He should be able to, if you have 3 kids you should expect to be looking after 3 kids at least some of the time.

sorry op, but only seeing his twins every second weekend is pretty poor. I’m not surprised he’s stressing when he spends so little time with them.

one suggestion for you though - don’t change jobs, but could you ask to switch to the alternative weekend?

Sunnnybunny72 · 13/03/2024 19:19

He only has his twins every other weekend? Four days a month. Out of thirty??!! I hope he's compensating the mother massively financially for his missing 11 days. Think how much 24/7 care for twins for 11 days would cost him. And he's still moaning!

Sillyname63 · 13/03/2024 19:58

Yes he can do it he just can't see further than his nose at the moment, remind him that he looked after the twins by himself and now he will have two little helpers. Start off leaving him with your baby for a few hours every time he is home then on the weekend the twins are over start leaving for a couple of hours with the 3 of them so he can get use to it. As a side issue you might have to pay back any maternity pay you received from your employer if you leave instead of going back.

Harls1969 · 13/03/2024 20:13

Blimey. Some parents have 3 (plus) children to look after on their own all the time. He needs to give his head a wobble

OldPerson · 14/03/2024 00:00

Sounds perfect. You'll never be taken for granted. And the twins are his, not your responsibility. However, all couples should support each other. One weekend a month you're working, one weekend a month you should have complete downtime, one weekend a month you should take a complete parenting responsibility and let him have downtime, one weekend a month you should spend as a family, preferably with step-children. If everyone has a benefit in the arrangement, you'll all stop resenting each other.

Lulu49 · 14/03/2024 01:08

He has them every other weekend but one of the weeks his partner will be working

FayCarew · 14/03/2024 06:58

OP has not come back and has no other posts.

CatMum000 · 14/03/2024 09:57

you're not being unreasonable, however it would be nice for all of you to have family time at weekends, including you and perhaps that's where he's really coming from.

pinkyredrose · 14/03/2024 12:12

CatMum000 · 14/03/2024 09:57

you're not being unreasonable, however it would be nice for all of you to have family time at weekends, including you and perhaps that's where he's really coming from.

Meaning what? That OP should try to adjust her working hours to be 'nice'?

Turquoise123 · 14/03/2024 12:28

Am I ready this correctly- he will simply be looking after his own children?

Dibbydoos · 14/03/2024 22:37

Can he switch his weekend?

Honestly I think it's best you're all together over the weekend, so I'm with your OH.

pinkyredrose · 15/03/2024 09:07

Dibbydoos · 14/03/2024 22:37

Can he switch his weekend?

Honestly I think it's best you're all together over the weekend, so I'm with your OH.

Why would he switch his weekend, why is it 'best'?

Activity: Reproduce the part of the thread that begins at the words "Meaning what? That" and stops after "his own children?". The records that come next stand apart from the thread and have no connection to it.

Supplied data:
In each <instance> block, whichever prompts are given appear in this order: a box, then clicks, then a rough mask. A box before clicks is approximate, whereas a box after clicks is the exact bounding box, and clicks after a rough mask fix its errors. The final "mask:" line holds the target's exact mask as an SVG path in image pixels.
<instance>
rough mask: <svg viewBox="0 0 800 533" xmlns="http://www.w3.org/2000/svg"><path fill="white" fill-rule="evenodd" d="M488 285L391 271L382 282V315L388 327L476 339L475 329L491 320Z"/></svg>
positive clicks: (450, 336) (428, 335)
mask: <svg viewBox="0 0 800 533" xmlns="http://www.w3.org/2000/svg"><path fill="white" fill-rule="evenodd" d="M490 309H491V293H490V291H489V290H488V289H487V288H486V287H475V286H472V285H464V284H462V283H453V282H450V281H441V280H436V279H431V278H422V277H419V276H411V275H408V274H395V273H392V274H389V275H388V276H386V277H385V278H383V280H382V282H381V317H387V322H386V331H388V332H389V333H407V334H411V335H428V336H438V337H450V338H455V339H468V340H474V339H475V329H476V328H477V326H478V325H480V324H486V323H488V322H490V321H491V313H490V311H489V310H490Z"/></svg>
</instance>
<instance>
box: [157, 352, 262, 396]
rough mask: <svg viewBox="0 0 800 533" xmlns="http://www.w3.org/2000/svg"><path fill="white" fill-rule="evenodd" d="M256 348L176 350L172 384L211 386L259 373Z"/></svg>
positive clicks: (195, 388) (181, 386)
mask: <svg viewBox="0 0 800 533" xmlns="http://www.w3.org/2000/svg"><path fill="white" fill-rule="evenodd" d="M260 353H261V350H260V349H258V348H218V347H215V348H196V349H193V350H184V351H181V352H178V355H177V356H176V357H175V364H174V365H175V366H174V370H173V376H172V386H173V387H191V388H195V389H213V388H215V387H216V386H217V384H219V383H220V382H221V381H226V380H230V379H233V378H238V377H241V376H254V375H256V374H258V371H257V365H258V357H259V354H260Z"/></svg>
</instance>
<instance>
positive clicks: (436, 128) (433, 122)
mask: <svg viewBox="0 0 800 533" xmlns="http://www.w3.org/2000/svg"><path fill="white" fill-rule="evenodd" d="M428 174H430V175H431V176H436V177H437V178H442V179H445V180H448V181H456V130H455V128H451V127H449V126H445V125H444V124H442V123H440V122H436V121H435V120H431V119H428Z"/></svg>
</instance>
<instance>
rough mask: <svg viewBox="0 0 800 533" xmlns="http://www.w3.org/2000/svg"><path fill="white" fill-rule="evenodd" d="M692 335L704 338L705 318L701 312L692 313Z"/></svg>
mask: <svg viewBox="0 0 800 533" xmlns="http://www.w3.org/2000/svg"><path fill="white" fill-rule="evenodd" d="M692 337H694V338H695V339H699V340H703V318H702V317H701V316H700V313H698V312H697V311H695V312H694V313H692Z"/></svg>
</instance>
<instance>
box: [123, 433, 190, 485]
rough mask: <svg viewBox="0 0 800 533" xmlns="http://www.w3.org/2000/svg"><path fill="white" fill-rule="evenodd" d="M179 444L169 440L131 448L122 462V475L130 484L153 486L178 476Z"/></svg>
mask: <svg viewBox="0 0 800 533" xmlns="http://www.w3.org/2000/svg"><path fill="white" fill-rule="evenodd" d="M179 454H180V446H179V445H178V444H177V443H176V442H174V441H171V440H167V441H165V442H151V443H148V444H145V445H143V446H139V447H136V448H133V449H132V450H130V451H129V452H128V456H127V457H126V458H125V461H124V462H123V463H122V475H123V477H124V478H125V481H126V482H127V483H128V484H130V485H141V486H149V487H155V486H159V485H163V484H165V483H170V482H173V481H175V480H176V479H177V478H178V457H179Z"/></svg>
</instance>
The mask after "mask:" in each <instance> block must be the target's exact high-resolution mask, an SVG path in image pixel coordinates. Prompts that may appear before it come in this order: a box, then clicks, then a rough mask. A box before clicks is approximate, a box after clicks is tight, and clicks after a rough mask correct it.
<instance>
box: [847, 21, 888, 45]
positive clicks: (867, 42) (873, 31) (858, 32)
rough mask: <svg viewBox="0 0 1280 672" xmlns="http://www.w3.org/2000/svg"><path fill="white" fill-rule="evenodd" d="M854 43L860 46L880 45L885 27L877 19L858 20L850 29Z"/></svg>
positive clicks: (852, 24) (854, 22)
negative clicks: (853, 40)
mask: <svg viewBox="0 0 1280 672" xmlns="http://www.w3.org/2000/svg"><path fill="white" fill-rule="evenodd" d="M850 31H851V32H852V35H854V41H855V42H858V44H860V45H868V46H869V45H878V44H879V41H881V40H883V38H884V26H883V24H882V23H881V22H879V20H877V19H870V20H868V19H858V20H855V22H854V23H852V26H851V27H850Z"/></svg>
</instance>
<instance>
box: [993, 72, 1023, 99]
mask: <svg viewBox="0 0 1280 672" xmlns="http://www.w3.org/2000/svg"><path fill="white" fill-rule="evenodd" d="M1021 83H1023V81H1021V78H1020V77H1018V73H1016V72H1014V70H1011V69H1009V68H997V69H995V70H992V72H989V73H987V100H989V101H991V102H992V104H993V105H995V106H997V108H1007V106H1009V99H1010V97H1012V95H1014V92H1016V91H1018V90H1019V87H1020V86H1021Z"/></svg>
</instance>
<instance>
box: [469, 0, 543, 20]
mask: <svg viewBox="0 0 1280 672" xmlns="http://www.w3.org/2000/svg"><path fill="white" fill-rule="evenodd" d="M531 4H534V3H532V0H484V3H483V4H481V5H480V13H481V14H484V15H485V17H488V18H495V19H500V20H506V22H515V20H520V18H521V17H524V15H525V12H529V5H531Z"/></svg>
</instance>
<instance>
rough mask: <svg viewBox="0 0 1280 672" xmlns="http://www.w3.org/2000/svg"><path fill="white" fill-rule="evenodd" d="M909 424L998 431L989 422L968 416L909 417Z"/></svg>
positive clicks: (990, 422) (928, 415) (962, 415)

Solved exercise:
Meaning what? That OP should try to adjust her working hours to be 'nice'?

Turquoise123 · 14/03/2024 12:28

Am I ready this correctly- he will simply be looking after his own children?